BEGIN
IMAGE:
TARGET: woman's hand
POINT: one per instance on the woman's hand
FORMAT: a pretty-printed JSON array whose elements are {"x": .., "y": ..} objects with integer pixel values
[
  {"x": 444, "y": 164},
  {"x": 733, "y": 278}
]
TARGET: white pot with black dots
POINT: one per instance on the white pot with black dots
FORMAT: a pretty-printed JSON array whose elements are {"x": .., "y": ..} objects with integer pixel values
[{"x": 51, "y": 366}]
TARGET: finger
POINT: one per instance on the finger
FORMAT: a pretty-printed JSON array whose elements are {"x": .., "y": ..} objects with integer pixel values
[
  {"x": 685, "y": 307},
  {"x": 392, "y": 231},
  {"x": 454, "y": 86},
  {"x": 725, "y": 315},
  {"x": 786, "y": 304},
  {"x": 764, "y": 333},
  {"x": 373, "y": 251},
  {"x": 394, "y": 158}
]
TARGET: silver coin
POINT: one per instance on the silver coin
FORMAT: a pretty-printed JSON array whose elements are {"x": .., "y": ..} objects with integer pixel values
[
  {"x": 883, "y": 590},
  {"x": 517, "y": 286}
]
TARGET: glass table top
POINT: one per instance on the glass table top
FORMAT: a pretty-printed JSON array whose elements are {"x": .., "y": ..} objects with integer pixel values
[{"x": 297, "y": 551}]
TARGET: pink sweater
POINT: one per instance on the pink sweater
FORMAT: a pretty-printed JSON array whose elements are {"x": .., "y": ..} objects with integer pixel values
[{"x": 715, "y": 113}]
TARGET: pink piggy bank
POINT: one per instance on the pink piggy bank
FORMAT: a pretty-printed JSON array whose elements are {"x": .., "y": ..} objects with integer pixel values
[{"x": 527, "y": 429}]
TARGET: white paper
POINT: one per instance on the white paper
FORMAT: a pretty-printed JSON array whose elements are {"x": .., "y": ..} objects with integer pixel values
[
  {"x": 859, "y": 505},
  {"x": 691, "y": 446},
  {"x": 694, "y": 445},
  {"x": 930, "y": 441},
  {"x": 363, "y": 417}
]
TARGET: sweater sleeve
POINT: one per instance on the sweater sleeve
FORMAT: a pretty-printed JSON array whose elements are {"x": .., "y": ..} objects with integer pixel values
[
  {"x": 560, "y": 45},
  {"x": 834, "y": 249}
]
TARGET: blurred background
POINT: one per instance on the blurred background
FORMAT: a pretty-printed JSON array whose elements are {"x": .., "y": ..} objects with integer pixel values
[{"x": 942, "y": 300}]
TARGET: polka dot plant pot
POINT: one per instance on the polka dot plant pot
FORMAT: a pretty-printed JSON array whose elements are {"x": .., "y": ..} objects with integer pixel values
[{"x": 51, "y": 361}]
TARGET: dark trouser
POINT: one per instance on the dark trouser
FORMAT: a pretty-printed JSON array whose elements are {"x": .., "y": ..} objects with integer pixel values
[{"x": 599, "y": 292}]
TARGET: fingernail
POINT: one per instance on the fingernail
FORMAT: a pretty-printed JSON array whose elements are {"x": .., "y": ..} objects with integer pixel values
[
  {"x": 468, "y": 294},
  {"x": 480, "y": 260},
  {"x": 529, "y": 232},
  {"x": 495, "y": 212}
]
END
> _About this task_
Your answer must be the data above, copied exactly from its first line through the line containing "TARGET: pink piggy bank", and nothing more.

> _Result of this exercise_
IMAGE:
TARGET: woman's hand
POINT: one per instance on the woman's hand
FORMAT: a pretty-printed JSON array whose elements are {"x": .., "y": ..} objects with integer pixel values
[
  {"x": 444, "y": 164},
  {"x": 733, "y": 278}
]
TARGET: white pot with black dots
POINT: one per instance on the white pot with black dots
FORMAT: a pretty-printed JSON array whose elements are {"x": .., "y": ..} objects with integer pixel values
[{"x": 51, "y": 366}]
TARGET: finger
POINT: one per instance on the finger
FORMAT: a pretty-printed JSON array whose elements are {"x": .., "y": ..} objects with integer pixel values
[
  {"x": 685, "y": 307},
  {"x": 392, "y": 231},
  {"x": 454, "y": 86},
  {"x": 725, "y": 315},
  {"x": 786, "y": 304},
  {"x": 764, "y": 333},
  {"x": 373, "y": 251},
  {"x": 394, "y": 158}
]
TARGET: silver coin
POINT: one per instance on the silver coin
FORMAT: a pretty-printed JSON array whose elements are {"x": .., "y": ..} objects with integer pixel values
[
  {"x": 883, "y": 590},
  {"x": 517, "y": 286}
]
TARGET: glass table top
POINT: one per instance on the glass table top
FORMAT: a pretty-printed JSON array whose elements are {"x": .., "y": ..} objects with integer pixel values
[{"x": 297, "y": 551}]
TARGET: pink sweater
POINT: one per instance on the pink sweater
FORMAT: a pretty-printed JSON array whose elements are {"x": .., "y": ..} objects with integer pixel values
[{"x": 715, "y": 113}]
TARGET: pink piggy bank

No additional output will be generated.